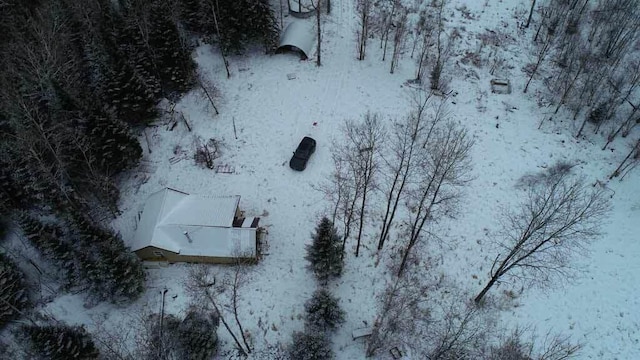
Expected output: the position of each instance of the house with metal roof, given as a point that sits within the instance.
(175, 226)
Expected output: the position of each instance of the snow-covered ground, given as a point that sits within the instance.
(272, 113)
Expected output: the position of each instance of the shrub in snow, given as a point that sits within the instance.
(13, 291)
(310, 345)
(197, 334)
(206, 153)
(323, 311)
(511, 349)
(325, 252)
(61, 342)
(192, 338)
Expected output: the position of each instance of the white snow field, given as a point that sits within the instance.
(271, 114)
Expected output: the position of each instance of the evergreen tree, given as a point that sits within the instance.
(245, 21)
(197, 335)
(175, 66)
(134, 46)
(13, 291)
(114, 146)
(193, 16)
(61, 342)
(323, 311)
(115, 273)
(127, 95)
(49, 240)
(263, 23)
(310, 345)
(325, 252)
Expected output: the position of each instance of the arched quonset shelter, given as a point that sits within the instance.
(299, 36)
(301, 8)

--*--

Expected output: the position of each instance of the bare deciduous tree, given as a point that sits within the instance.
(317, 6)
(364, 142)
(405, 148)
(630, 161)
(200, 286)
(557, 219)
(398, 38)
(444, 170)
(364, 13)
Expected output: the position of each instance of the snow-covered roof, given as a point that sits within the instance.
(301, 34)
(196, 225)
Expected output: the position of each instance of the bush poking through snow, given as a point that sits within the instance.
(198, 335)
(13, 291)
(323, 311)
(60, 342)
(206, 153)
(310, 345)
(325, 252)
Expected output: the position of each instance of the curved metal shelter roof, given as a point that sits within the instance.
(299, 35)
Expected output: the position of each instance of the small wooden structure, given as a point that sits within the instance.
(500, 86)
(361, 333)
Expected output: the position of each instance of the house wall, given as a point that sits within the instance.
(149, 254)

--*--

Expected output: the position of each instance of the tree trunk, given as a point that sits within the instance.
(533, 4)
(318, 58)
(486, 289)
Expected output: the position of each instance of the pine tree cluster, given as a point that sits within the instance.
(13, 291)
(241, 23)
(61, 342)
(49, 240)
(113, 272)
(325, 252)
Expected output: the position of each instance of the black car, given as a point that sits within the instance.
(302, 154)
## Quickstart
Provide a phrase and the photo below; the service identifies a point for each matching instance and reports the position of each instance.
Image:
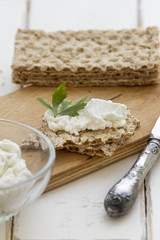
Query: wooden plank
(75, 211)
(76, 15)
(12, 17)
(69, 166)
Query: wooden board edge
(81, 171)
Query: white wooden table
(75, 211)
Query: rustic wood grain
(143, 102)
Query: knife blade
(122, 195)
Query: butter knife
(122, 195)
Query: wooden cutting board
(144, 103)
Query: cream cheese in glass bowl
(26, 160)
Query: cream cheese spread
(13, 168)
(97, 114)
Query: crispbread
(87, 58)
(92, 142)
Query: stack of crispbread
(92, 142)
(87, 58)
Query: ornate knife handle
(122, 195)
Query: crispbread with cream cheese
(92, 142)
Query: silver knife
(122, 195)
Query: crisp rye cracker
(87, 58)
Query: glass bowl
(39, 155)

--*--

▶ [Work item] Everything from the line containing "Expected output: the position of each instance of the tree" through the line containing "## Quickstart" in the material above should be retyped exactly, both ends included, and nothing more.

▶ [Expected answer]
Expected output: the position of each instance of the tree trunk, given as a point that sits within the instance.
(533, 4)
(318, 58)
(486, 289)
Expected output: the position of each instance of the pine tree cluster, given as a point that sits within the instance.
(13, 291)
(241, 23)
(61, 342)
(49, 240)
(113, 272)
(325, 252)
Expected output: the position of each instance of the black car, given as a point that sits within the instance.
(302, 154)
## Quickstart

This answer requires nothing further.